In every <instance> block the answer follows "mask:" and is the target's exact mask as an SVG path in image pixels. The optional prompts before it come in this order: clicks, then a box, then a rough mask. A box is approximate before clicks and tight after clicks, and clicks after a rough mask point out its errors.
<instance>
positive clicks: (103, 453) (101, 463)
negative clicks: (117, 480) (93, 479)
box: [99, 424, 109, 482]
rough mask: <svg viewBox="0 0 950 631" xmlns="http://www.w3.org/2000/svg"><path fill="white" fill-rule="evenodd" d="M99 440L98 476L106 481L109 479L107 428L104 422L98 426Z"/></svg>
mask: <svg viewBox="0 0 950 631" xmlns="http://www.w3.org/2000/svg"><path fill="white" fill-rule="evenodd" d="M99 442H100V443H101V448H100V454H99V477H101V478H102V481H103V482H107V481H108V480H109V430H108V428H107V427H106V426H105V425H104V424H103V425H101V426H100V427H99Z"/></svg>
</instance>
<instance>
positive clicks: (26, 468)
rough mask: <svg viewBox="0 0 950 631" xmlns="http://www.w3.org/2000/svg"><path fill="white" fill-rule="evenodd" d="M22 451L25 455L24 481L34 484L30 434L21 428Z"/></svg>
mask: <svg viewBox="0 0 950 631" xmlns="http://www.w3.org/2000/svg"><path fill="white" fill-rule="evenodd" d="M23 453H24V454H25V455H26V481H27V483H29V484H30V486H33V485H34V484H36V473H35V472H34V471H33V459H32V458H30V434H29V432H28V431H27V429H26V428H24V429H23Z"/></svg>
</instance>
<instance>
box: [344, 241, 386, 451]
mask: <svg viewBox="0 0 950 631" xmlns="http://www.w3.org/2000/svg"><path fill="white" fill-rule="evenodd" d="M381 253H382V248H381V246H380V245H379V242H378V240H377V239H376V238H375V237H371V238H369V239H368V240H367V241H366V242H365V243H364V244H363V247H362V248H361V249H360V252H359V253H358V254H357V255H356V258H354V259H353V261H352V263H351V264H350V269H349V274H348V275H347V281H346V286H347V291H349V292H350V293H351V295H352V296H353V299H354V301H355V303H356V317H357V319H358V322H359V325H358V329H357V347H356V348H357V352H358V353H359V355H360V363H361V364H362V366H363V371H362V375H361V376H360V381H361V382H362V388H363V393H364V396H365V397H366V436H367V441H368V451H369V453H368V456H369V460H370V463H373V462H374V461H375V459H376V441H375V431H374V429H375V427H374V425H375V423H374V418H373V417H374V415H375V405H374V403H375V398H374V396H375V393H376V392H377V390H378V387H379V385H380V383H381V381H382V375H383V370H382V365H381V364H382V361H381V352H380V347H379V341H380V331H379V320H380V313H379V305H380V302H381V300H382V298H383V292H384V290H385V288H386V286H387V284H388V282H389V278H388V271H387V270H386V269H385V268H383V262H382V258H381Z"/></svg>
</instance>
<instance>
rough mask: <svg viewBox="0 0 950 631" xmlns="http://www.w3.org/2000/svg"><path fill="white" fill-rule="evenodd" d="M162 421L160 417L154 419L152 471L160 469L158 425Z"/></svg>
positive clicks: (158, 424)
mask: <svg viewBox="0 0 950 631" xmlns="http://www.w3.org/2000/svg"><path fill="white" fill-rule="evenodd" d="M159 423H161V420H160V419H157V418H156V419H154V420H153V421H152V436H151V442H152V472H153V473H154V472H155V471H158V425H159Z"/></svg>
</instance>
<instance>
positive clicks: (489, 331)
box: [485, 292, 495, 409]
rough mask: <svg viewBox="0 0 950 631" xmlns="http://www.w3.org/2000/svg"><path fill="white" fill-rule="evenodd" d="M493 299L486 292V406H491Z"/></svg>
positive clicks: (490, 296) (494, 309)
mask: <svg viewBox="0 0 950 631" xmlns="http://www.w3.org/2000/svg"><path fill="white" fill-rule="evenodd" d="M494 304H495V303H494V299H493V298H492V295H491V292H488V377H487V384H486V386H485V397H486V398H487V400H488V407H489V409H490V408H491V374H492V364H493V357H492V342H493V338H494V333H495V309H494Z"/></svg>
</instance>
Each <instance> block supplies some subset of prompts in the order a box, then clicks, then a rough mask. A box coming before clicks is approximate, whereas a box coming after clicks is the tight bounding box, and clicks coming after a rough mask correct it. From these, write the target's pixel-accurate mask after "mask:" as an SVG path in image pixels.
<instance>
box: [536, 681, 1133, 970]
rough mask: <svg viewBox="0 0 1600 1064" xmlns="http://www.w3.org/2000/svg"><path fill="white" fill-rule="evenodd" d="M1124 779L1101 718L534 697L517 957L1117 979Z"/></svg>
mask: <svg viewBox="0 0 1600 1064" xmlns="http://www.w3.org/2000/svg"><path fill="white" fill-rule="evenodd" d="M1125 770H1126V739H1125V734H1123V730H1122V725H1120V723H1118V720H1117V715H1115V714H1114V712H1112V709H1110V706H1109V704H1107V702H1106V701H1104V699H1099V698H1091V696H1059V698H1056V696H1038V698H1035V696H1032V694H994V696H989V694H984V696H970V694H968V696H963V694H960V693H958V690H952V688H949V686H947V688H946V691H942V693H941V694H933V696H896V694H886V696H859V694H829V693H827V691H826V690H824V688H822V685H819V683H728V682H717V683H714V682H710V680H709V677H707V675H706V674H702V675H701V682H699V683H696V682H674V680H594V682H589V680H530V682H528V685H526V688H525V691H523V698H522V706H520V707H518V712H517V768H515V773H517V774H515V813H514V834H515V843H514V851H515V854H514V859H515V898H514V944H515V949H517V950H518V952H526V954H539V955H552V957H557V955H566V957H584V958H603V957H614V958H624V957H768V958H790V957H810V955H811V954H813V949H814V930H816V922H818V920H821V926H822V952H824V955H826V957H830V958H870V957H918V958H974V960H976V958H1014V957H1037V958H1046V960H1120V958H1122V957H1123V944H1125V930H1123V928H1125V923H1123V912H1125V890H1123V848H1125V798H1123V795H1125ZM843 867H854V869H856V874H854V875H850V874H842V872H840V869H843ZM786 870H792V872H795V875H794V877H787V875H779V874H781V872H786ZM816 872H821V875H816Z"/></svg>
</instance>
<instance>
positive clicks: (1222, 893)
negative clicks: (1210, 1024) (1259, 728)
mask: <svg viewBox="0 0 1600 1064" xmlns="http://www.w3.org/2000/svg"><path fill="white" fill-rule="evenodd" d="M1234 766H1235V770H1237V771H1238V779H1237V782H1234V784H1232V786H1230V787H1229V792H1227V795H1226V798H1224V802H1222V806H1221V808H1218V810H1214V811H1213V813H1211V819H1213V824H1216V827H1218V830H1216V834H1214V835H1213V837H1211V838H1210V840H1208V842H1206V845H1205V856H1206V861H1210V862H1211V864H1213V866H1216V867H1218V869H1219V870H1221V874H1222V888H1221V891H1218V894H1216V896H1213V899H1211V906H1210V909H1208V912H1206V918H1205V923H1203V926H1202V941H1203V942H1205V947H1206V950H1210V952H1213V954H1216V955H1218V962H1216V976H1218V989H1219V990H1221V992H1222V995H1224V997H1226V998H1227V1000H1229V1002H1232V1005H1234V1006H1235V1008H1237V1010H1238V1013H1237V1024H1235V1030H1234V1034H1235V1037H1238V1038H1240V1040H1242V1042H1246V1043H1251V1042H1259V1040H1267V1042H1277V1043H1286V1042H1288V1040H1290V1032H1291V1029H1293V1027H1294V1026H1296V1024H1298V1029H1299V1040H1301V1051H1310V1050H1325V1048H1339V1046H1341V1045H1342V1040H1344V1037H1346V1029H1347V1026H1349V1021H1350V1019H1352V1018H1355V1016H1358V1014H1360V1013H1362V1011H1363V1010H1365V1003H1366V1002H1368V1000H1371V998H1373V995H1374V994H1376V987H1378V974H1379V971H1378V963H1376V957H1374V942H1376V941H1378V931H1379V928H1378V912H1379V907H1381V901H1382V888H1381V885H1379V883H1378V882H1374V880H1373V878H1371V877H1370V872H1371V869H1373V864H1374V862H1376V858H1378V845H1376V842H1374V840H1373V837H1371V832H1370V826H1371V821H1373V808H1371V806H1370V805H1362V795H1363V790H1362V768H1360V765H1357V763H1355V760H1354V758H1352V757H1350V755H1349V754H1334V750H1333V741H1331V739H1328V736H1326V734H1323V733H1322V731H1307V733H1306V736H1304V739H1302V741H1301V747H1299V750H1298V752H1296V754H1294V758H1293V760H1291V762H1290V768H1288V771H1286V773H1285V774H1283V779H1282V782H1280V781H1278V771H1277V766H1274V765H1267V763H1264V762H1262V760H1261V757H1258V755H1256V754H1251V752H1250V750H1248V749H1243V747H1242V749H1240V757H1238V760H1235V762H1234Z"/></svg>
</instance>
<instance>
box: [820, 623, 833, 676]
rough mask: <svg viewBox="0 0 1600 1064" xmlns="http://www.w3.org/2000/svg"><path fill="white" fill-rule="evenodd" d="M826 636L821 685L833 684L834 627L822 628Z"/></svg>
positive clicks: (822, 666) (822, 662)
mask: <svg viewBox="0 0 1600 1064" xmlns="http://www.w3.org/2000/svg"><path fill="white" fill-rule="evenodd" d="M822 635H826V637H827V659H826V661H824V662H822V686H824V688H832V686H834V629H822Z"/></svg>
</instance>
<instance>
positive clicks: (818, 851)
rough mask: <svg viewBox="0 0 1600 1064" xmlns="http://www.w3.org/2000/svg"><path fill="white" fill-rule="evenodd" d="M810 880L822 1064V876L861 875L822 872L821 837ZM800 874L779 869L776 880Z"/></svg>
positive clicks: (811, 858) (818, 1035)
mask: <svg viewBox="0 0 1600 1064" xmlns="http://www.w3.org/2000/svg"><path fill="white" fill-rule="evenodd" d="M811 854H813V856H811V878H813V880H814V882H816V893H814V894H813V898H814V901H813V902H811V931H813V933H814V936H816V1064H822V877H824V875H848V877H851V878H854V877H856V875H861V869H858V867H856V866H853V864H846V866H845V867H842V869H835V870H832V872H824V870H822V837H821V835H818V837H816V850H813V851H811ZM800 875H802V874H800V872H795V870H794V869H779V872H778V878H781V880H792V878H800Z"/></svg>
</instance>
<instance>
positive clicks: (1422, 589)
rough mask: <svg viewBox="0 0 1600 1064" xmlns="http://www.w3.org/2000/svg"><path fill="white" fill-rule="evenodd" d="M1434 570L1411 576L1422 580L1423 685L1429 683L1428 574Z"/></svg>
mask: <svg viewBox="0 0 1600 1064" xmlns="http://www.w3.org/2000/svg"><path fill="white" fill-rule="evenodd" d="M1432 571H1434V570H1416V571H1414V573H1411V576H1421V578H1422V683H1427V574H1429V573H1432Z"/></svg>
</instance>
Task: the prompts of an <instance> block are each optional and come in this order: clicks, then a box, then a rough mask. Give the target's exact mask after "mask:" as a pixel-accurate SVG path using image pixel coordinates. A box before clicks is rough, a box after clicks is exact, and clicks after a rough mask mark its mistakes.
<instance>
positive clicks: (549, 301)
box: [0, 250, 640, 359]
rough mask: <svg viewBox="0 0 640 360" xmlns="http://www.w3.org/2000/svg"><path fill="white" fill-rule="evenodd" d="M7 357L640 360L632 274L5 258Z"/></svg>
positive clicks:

- **ACTIVITY**: Return exactly, and only, the lines above starting at the line that contains "positive clicks: (103, 453) (101, 463)" and ending at the line that contains "box: [99, 424, 109, 482]".

- **WRITTEN RESPONSE**:
positive clicks: (103, 453) (101, 463)
negative clicks: (117, 480) (93, 479)
box: [99, 424, 109, 482]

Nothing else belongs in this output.